*Exercise data*
>> Start
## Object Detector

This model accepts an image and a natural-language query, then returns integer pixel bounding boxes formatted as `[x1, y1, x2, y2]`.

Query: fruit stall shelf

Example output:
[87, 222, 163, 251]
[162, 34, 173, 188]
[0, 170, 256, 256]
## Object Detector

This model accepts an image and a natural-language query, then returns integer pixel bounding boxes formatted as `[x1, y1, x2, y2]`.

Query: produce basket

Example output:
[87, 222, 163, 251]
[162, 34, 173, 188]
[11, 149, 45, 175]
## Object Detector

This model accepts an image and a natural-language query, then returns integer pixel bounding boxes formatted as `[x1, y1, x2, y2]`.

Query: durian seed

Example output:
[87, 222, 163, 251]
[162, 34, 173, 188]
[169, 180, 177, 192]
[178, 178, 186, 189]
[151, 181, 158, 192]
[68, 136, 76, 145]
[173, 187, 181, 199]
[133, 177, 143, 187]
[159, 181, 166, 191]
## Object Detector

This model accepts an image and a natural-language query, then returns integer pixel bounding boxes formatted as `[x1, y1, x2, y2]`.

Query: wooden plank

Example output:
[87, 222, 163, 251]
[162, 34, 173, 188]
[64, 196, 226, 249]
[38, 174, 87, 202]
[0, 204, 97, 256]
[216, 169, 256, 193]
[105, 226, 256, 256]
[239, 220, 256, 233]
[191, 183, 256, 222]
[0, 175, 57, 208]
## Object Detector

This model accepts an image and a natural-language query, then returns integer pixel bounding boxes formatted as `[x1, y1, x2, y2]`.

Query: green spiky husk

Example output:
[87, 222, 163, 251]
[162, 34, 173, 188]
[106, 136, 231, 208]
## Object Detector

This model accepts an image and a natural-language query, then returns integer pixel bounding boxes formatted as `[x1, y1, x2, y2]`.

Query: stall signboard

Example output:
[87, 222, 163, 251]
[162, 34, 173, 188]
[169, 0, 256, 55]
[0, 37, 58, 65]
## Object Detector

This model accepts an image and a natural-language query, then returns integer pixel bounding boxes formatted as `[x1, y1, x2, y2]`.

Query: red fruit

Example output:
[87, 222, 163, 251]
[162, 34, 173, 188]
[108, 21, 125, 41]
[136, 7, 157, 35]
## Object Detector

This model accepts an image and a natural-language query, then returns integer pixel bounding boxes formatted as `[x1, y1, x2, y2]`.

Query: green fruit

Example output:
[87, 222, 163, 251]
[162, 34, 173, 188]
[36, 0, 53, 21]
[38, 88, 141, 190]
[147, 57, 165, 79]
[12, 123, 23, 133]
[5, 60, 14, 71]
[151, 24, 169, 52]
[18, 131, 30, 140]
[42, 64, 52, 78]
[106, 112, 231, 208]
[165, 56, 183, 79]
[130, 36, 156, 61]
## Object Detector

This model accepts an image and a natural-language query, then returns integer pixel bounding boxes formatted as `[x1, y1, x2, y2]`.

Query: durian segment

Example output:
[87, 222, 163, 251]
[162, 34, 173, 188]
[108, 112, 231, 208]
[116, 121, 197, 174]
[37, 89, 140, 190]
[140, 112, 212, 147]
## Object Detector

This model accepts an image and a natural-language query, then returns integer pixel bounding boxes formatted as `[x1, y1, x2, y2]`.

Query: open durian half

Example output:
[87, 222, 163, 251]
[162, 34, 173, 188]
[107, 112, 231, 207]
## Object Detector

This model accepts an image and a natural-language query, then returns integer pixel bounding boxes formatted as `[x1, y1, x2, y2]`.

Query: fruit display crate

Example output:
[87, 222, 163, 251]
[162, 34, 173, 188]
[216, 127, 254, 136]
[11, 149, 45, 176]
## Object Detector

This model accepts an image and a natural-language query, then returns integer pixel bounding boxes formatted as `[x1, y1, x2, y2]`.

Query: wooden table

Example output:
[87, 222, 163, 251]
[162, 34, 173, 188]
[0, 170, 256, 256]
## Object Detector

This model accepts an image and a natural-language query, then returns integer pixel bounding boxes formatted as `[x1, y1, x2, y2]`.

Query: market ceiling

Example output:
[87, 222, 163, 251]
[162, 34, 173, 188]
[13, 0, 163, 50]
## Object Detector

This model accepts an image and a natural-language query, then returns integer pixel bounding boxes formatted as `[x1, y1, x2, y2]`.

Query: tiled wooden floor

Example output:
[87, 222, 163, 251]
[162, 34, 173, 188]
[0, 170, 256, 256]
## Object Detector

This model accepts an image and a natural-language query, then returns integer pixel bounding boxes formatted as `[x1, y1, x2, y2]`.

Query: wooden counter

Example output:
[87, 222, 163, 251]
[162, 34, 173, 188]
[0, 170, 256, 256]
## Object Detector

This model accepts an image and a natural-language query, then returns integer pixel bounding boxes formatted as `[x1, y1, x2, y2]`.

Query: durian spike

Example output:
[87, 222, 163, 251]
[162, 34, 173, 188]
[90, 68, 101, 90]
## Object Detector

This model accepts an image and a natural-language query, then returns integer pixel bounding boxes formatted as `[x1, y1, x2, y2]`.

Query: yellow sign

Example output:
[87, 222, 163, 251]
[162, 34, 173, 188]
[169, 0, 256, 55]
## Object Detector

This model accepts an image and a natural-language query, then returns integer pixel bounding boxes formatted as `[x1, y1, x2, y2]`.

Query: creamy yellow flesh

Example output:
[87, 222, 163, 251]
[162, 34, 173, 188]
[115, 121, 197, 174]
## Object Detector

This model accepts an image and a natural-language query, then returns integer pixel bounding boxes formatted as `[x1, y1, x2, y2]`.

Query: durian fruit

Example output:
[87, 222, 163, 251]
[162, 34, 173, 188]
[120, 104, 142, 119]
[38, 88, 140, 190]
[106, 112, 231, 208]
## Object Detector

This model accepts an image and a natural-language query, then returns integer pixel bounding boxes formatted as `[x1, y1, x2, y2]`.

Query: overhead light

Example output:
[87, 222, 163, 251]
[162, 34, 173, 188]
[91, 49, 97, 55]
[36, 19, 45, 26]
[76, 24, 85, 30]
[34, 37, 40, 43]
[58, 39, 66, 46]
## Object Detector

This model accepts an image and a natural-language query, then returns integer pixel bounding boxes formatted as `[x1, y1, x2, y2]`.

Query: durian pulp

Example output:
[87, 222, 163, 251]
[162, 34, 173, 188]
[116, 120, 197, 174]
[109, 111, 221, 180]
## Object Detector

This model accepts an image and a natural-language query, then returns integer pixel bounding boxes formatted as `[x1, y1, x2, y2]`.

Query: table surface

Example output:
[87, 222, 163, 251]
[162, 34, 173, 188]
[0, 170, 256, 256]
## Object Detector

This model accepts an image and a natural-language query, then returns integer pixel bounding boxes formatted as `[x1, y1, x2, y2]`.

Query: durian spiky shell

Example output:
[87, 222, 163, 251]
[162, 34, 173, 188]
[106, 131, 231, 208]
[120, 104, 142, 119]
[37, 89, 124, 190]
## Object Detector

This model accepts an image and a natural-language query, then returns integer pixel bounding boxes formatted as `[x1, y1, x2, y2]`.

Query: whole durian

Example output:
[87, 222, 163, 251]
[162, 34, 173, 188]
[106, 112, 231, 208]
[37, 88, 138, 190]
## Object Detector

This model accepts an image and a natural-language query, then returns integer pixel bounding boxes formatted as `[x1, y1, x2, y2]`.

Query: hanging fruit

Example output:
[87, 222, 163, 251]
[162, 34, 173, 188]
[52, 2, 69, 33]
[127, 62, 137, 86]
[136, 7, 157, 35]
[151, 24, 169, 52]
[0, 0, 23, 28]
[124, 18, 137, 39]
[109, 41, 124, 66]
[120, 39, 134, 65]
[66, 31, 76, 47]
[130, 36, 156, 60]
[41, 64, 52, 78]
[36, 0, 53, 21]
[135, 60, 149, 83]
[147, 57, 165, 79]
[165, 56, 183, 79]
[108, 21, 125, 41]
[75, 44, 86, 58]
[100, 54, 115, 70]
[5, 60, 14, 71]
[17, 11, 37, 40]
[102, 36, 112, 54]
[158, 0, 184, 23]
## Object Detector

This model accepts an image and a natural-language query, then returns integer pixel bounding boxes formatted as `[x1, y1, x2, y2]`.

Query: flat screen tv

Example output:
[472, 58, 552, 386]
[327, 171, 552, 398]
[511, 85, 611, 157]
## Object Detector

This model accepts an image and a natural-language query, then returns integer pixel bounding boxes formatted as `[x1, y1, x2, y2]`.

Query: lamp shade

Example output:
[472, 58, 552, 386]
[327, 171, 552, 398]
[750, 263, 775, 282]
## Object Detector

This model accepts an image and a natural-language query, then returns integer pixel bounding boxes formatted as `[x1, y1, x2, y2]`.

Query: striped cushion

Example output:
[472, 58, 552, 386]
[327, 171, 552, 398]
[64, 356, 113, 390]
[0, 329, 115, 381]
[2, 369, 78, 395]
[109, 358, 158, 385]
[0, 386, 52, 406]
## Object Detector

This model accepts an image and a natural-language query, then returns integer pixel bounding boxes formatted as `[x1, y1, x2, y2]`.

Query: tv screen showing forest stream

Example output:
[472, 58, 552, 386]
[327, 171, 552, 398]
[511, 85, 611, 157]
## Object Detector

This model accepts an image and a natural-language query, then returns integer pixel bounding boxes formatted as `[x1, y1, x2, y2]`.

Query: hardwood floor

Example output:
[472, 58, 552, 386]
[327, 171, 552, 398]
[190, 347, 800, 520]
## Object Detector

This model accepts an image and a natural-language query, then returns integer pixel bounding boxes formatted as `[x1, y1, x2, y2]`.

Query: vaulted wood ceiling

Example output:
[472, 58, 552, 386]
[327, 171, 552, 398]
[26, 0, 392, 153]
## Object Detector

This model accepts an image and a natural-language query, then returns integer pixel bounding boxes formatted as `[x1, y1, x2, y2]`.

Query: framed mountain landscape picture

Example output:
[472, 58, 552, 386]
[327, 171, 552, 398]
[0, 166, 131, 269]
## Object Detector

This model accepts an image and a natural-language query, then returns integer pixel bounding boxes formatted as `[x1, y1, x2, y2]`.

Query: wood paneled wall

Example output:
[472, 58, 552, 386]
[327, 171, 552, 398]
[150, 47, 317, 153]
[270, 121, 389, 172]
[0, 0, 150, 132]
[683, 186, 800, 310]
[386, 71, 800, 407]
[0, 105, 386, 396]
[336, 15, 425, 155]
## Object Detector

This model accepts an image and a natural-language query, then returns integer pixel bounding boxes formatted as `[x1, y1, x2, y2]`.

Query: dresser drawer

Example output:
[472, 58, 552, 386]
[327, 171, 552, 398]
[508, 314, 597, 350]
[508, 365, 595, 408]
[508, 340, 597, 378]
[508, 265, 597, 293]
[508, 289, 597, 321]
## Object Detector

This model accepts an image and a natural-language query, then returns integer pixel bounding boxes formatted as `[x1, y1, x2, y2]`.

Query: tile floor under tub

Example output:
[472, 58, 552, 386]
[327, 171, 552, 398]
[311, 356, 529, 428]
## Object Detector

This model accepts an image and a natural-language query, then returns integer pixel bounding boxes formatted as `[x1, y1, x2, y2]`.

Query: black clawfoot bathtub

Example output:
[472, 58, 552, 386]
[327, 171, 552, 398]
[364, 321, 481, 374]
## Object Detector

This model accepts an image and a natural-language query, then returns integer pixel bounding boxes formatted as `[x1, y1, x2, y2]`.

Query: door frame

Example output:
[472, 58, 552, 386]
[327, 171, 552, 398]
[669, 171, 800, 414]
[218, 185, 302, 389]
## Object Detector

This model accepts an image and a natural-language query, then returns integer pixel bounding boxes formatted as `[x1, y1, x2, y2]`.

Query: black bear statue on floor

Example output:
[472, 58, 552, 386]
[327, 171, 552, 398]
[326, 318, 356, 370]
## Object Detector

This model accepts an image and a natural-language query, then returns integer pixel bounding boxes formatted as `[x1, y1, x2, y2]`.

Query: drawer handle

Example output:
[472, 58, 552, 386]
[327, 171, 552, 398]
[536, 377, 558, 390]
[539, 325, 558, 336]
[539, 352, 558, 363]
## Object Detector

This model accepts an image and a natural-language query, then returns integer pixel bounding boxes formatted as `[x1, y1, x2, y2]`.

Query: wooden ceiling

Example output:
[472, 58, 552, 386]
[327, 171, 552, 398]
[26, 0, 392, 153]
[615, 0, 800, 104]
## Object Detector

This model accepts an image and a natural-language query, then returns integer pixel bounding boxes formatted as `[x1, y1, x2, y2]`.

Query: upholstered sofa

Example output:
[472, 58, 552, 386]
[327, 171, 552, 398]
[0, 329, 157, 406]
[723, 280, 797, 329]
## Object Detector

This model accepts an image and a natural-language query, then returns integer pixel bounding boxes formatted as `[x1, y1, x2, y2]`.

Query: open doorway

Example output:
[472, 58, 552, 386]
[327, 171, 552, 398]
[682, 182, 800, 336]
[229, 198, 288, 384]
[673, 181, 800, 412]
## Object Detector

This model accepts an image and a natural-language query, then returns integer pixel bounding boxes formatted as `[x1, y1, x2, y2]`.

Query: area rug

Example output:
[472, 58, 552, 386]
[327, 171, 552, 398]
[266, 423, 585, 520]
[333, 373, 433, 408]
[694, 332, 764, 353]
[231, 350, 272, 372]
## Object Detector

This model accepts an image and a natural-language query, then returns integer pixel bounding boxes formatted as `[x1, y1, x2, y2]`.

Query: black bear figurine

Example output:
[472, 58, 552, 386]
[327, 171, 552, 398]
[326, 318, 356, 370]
>> End
*What you need to do*
Extract every line in the rows above that contains the string "screen". Matching is case-sensitive.

*Solution to this problem*
Query: flat screen tv
Query: tv screen showing forest stream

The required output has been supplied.